> İstek 1:
Aşağıdaki satırlarda "mountain in distance?" ifadesinin geçtiği satırdan "15 59 L 9 58" ifadesinin geçtiği satıra kadar olan bölümü, iki uç da dahil olmak üzere, "mountain in distance" yerine "distant mountain" yazarak güncelle. Başka hiçbir şeyi değiştirme.

> Metin alıntısı:
View Single Post
Eski 01-04-2015, 14:05   #2
aaligul
Ağaçsever
 
Giriş Tarihi: 20-10-2014
Şehir: istanbul, büyükçekmece
Mesajlar: 62
Genel Değerlendirme

bu yıl ilk defa üretime başlıyorum. tohumda fideye, fideden ürüne sistemli bir bilgiye sahip değilim. bu sistemsizlik bazen tatlı bir heyecan ve endişe uyandırıyor. tohumlarımın üçte birini köydeki kardeşim ahmet'e gönderdim. o kendi deneyimini geleneksel yöntemlerle yapacak. ben de şehirde internet üzerinden edindiğim "sistemsiz" bilgilerle deneyimi gerçekleştireceğim.
Tohumların ekimi için koçtaştan perlitli torf aldım. Tohumları ekmek için de plastik bardak. Her bardağa bir tohum ektim. Şaşırtma işlemleri ilk yıl için karmaşık geldiği için, bu yıl tek tek ekip, doğrudan toprağa ekmeyi planladım. 25 mart tarihinde başladım. Allah kısmet ederse de 26 nisan da köydeki bahçeye ekmeyi planlıyorum. Bardakları torfu pazartesi akşamı doldurmuştum. Nem kaybından dolayı ve torfun yerine oturmasıyla bardaklar yarı yarıya veya 2/3 dolulukta kaldı. Toprağımda kalmadığından bu şekilde ektim. İlk ekimlerim domates, biber grubu, patlıcan, karpuz, kavun, kabak ve salatalık oldu. Her tohum için bardaklarda tırnak derinliğinde çukurlar oluşturdum. Tohumları çukurların içine bıraktıktan sonra spreyle 2-3 fıs tohumun üstüne püskürttüm ve tohumların üstünü hafifçe örttüm. Tabii bu işlerde benden daha çok heyecanlı ve meraklı ömrünü toprakla geçirmiş annemi de anmadan geçmemeliyim. Köy bilgisiyle internet bilgisi arada çatışmalar yaratsa da tohumlarımızı büyük bir heyecanla ektik. Ve beklemeye başladık. Toprak doldurma işlemini erken yaptığım için ve üzerlerine streç çekmediğim için toprağın biraz kuruduğu izlenimiyle her akşam tohumların olduğu noktaya 1-2 fıs su püskürttüm. Acaba geç mi kaldım endişesi yaşarken, 28 mart gecesi yani 3. Gün, heyamoladan gelen çengelköy salatalık çimlenmiş hatta zürafa gibi boyunu uzatmıştı. Pazar günü ise ikinci salatalık başını çıkarmıştı. Çok heyecan vericiydi. Sanki erken doğum gibiydi! Beni asıl mutlu eden 3 yaşındaki kızımdı. Yaşının küçük olması nedeniyle ilgisini çekmeyeceğini ve anlamayacağını düşünüyordum. Ancak ona gösterdiğimde onda da büyük ilgi uyandı. O gün 2-3 defa “küçük salatalık bebeğini” görmek istedi. Ve her sabah küçük tohumlara günaydın diyoruz. “baba karpuz da ekelim, domates de ekelim….” Deyişlerinin bendeki yarattığı hissi kelimelerle anlatamam.

Bir veri kaynağından alınan öğeler
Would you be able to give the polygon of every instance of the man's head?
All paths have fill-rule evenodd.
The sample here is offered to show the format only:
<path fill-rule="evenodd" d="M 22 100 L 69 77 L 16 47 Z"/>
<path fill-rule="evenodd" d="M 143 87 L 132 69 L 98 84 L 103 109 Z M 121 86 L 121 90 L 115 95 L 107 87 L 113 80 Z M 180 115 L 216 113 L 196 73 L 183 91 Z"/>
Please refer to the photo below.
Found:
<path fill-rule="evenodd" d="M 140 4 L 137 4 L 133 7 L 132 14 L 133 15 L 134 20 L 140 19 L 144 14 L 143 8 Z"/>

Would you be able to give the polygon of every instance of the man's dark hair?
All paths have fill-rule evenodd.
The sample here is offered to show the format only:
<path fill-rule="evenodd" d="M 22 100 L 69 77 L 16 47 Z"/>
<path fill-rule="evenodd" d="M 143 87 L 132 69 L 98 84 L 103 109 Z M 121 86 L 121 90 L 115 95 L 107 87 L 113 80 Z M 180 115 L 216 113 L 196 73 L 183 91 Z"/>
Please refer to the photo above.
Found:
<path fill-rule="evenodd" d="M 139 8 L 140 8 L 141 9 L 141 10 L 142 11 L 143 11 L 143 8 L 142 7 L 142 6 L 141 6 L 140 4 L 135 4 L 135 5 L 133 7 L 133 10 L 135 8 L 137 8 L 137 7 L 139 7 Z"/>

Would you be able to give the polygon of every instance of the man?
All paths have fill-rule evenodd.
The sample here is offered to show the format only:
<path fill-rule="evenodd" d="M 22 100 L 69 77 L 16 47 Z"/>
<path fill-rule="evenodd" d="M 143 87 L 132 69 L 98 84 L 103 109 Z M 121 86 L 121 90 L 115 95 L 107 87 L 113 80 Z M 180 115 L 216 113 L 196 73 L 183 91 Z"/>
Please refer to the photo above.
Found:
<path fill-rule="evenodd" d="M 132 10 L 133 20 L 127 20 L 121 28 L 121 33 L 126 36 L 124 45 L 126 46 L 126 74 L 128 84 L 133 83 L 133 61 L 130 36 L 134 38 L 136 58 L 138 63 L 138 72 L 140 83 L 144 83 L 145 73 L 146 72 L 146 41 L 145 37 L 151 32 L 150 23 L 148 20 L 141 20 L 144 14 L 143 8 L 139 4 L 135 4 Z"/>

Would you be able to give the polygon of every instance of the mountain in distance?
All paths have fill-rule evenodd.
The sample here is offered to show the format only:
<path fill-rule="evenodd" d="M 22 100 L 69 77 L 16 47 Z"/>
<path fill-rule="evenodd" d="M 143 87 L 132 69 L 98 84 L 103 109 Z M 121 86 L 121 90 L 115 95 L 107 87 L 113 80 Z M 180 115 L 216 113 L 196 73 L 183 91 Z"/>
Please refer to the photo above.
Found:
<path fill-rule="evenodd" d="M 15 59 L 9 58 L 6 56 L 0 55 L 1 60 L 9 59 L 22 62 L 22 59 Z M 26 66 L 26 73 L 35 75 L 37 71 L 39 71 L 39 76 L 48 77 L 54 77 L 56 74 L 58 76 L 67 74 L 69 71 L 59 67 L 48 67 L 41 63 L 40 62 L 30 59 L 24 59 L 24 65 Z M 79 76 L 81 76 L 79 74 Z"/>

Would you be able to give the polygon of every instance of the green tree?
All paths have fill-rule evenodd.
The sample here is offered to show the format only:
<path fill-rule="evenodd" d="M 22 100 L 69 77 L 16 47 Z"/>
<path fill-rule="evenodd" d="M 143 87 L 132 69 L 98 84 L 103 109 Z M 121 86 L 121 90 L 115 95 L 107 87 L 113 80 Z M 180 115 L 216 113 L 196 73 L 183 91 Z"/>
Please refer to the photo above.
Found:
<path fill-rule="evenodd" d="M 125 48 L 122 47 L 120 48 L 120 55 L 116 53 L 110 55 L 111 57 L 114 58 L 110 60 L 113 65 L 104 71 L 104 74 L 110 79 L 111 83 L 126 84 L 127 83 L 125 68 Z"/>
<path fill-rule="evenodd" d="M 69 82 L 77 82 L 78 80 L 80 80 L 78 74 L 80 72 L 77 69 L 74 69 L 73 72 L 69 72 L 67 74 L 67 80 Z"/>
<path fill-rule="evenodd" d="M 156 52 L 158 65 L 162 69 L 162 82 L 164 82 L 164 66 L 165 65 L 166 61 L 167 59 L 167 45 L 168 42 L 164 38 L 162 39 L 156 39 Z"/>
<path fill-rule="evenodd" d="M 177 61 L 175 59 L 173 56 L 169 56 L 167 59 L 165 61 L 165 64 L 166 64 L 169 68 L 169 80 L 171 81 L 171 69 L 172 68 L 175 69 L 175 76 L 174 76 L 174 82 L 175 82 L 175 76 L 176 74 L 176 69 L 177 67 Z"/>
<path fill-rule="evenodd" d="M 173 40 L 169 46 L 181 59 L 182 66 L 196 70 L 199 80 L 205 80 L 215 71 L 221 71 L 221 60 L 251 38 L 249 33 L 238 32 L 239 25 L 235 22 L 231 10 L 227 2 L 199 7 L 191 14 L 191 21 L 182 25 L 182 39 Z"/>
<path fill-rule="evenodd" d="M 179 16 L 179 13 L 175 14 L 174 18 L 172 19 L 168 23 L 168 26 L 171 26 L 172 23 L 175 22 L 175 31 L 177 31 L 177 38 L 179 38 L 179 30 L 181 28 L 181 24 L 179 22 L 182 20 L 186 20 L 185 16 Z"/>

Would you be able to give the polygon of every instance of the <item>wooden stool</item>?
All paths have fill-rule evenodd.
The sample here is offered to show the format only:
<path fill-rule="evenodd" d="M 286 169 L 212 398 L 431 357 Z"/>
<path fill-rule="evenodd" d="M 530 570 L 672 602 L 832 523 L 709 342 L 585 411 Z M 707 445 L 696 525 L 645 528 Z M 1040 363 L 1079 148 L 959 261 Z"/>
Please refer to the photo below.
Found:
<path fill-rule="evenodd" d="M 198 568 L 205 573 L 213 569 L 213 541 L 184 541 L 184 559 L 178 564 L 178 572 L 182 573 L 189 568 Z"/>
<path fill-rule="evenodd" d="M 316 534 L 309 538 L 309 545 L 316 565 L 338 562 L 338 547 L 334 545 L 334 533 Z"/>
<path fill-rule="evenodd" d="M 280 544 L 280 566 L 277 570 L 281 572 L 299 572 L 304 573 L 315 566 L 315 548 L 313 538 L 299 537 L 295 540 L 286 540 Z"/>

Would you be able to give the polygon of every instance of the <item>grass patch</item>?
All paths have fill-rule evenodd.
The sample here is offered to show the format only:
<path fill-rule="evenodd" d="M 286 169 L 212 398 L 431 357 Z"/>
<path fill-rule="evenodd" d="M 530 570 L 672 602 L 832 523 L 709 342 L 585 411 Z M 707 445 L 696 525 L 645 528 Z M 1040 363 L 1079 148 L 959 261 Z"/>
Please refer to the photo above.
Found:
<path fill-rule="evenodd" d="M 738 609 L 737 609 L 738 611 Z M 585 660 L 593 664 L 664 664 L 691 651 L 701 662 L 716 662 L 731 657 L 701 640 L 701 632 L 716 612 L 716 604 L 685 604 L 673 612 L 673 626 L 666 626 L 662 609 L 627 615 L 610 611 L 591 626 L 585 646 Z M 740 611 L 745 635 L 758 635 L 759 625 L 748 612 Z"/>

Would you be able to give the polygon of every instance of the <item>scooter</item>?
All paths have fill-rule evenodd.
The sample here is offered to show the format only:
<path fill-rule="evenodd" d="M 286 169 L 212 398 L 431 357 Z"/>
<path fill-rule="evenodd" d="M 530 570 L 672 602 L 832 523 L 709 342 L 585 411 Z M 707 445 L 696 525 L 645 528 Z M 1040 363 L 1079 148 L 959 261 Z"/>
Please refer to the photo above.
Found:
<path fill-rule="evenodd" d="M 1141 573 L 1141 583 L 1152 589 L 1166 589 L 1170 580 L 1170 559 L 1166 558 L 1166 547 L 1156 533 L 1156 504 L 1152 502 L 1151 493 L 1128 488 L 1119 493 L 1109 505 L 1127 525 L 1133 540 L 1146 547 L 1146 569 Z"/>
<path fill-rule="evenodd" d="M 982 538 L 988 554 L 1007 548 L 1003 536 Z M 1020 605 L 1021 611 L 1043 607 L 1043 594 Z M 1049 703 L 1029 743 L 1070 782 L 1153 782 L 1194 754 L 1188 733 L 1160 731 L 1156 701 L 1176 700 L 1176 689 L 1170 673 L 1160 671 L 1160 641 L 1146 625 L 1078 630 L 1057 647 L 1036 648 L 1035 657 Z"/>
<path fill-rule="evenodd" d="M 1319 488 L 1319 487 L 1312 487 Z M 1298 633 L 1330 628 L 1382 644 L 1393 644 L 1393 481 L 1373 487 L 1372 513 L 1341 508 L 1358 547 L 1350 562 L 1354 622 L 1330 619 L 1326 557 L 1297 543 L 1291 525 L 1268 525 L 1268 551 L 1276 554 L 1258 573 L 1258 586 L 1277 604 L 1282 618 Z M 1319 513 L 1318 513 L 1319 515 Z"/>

> İstek 2:
Tohum ekimini anlatan metne göre yazar, fideleri köydeki bahçeye hangi tarihte ekmeyi planlıyor?

> Doğru yanıt 1:
Would you be able to give the polygon of every instance of the distant mountain?
All paths have fill-rule evenodd.
The sample here is offered to show the format only:
<path fill-rule="evenodd" d="M 22 100 L 69 77 L 16 47 Z"/>
<path fill-rule="evenodd" d="M 143 87 L 132 69 L 98 84 L 103 109 Z M 121 86 L 121 90 L 115 95 L 107 87 L 113 80 Z M 180 115 L 216 113 L 196 73 L 183 91 Z"/>
Please refer to the photo above.
Found:
<path fill-rule="evenodd" d="M 15 59 L 9 58 L 6 56 L 0 55 L 1 60 L 9 59 L 22 62 L 22 59 Z M 26 66 L 26 73 L 35 75 L 37 71 L 39 71 L 39 76 L 48 77 L 54 77 L 56 74 L 58 76 L 67 74 L 69 71 L 59 67 L 48 67 L 41 63 L 40 62 L 30 59 L 24 59 L 24 65 Z M 79 76 L 81 76 L 79 74 Z"/>

> Doğru yanıt 2:
26 Nisan'da.